▶ **TASK STATEMENT**: With the records below as your source, retype each line exactly from the top down to the line that contains "on the desert", and include that line.

▶ **MATERIAL FOR THE TASK**:
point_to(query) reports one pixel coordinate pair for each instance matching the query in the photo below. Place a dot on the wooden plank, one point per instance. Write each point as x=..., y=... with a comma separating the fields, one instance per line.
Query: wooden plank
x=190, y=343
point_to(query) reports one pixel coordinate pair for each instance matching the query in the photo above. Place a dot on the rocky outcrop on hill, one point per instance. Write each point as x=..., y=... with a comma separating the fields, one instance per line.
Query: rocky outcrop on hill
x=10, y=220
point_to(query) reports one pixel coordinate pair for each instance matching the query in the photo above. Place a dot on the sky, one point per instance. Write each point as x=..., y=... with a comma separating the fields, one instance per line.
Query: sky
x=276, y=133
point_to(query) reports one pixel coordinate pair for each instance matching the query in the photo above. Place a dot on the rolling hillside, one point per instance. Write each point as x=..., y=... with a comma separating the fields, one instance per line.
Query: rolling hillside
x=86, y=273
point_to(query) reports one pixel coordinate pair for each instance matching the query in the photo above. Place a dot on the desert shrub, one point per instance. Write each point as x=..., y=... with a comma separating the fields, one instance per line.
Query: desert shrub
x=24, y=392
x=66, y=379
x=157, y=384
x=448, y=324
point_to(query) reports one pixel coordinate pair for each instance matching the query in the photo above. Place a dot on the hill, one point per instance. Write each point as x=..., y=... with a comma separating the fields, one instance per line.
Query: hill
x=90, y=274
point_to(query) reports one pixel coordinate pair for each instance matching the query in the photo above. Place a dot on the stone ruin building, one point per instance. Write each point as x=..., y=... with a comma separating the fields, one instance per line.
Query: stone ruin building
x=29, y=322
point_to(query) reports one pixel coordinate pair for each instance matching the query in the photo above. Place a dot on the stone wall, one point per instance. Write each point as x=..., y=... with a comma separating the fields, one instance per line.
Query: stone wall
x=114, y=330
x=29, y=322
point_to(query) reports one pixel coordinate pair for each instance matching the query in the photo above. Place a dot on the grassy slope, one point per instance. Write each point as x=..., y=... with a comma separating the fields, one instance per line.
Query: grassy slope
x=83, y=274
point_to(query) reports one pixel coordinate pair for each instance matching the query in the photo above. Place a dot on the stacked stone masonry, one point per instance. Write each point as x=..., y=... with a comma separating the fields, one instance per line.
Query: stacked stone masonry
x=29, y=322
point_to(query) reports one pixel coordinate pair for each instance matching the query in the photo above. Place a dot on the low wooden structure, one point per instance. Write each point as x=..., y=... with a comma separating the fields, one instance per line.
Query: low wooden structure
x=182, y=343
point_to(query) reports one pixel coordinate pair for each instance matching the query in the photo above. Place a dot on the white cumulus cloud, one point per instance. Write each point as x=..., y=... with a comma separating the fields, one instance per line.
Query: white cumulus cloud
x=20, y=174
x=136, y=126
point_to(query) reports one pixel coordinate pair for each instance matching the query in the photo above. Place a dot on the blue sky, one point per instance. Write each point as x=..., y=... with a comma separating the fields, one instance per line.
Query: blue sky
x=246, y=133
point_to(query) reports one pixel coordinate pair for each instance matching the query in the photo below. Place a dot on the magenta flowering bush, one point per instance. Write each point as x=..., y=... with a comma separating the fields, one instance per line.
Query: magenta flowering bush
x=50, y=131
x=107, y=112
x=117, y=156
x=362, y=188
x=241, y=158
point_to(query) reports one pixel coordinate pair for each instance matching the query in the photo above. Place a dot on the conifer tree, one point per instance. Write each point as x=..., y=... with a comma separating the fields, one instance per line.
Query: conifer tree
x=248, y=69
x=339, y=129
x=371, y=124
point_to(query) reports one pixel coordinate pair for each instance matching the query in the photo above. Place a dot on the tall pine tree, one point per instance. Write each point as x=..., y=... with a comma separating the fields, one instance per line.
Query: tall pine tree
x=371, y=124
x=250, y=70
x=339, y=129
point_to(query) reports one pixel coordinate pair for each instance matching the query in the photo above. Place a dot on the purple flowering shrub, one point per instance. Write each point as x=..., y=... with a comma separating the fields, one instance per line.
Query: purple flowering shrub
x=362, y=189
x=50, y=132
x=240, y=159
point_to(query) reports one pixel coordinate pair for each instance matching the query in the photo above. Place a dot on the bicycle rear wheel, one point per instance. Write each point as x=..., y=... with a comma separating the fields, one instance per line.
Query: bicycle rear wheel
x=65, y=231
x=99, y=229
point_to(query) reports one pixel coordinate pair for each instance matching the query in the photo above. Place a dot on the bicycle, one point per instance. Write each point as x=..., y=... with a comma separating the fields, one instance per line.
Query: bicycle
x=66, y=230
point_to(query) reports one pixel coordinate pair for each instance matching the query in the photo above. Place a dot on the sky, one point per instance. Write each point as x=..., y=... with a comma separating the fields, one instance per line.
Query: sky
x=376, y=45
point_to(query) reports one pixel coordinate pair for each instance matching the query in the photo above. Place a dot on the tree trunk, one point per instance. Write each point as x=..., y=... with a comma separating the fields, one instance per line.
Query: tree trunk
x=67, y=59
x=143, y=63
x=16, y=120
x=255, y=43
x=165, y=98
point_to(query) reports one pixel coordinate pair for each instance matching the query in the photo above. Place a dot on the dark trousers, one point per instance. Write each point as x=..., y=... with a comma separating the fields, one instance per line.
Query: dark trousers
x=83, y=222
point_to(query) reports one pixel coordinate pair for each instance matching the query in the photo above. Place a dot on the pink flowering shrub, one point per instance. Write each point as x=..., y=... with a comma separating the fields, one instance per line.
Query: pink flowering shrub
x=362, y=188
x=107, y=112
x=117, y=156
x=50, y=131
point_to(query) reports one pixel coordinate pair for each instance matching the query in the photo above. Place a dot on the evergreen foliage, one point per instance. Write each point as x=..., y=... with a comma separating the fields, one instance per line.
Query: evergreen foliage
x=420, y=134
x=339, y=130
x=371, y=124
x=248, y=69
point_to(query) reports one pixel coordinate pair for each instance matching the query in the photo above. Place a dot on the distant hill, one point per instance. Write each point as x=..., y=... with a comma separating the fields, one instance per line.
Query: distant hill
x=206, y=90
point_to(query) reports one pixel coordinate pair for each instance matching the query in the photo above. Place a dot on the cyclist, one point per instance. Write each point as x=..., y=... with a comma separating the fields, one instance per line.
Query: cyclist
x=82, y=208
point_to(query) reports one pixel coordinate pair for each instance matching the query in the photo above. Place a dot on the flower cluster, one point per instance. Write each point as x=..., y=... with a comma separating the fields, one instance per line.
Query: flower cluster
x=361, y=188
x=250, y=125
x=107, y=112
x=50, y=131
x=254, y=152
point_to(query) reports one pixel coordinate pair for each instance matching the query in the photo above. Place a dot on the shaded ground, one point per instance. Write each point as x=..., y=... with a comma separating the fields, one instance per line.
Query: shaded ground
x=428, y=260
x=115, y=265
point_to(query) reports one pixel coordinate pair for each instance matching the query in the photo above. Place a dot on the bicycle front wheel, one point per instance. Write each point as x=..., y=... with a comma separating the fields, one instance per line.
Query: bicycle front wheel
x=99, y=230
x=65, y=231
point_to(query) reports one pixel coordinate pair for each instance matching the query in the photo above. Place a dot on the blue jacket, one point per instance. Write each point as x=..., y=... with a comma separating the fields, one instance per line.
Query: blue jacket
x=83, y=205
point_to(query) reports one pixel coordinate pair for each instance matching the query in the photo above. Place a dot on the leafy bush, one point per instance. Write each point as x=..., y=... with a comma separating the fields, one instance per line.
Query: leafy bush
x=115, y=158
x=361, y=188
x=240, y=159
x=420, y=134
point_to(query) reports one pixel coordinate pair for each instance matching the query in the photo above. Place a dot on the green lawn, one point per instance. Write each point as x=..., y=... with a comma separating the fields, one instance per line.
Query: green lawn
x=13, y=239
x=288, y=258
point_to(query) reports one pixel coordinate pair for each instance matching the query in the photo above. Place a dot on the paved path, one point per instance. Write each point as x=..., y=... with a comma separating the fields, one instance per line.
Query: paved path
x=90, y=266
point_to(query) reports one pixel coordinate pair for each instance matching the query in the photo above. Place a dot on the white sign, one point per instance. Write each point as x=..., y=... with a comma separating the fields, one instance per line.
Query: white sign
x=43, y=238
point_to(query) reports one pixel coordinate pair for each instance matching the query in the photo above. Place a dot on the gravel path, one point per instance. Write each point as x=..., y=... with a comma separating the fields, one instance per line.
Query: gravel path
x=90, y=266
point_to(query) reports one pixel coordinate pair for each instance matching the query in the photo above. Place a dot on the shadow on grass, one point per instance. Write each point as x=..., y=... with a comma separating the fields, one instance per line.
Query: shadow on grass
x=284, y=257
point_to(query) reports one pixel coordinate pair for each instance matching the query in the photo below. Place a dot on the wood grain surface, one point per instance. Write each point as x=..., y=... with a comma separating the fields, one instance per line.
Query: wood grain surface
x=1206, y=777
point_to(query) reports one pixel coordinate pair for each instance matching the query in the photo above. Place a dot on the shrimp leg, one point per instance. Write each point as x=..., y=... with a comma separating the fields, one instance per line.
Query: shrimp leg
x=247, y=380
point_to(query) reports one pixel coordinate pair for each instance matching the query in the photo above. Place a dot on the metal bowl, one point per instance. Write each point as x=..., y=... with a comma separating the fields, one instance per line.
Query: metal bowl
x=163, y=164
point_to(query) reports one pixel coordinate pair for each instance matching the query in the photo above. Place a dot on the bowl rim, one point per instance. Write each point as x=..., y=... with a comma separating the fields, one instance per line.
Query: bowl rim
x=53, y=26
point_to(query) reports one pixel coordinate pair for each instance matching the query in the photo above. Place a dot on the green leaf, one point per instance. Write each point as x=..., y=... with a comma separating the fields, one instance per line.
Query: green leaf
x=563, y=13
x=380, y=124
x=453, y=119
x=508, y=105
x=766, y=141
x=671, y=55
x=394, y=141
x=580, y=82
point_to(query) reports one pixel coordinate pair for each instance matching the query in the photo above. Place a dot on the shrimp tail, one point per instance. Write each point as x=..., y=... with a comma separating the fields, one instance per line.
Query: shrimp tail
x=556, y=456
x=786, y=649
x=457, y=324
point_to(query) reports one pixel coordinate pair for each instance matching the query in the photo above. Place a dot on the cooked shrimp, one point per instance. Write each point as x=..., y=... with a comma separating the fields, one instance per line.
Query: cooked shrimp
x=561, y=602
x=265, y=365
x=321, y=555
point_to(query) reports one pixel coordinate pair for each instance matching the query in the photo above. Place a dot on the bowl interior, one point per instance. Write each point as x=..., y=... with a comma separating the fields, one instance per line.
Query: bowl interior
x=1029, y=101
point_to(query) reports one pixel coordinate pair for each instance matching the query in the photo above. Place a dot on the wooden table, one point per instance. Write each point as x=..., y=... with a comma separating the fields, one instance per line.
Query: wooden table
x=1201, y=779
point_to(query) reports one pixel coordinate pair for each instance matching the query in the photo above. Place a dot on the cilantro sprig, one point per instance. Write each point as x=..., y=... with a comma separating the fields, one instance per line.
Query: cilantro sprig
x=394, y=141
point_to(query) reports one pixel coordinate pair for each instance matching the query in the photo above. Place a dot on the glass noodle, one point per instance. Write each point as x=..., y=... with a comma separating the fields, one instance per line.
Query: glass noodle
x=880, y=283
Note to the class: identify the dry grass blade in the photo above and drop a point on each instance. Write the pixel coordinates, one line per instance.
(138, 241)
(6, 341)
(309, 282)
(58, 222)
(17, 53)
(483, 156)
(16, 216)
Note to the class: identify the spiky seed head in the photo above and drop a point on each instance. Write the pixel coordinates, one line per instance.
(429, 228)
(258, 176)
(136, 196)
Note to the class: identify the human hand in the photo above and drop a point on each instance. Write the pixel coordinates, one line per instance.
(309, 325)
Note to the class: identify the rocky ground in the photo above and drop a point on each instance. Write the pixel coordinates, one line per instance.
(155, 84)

▶ **RESULT OF THIS EXERCISE**:
point_to(query) reports one pixel coordinate pair for each instance matching the query in the photo below. Place a dot on the wooden plank, one point per instance. Write each point as x=..., y=... with a comma separating the fields, one instance per line.
Query: wooden plank
x=190, y=343
point_to(query) reports one pixel coordinate pair for each instance matching the query in the photo above. Place a dot on the rocky outcrop on hill, one point per instance. Write each point as x=..., y=... with a comma separating the fields, one instance per line.
Query: rocky outcrop on hill
x=10, y=220
point_to(query) reports one pixel coordinate pair for each instance matching the query in the photo above. Place a dot on the sky, one point per instance. Write each point as x=..., y=... with a comma separating the fields, one instance per line.
Query: sky
x=276, y=133
point_to(query) reports one pixel coordinate pair for each instance matching the query in the photo above. Place a dot on the rolling hillside, one point per instance. Write each point as x=..., y=... with a comma separating the fields, one instance per line.
Query: rolling hillside
x=86, y=273
point_to(query) reports one pixel coordinate pair for each instance matching the query in the photo above. Place a dot on the desert shrub, one point per instance. Write each point as x=..., y=... with a comma separating the fields, one instance per line.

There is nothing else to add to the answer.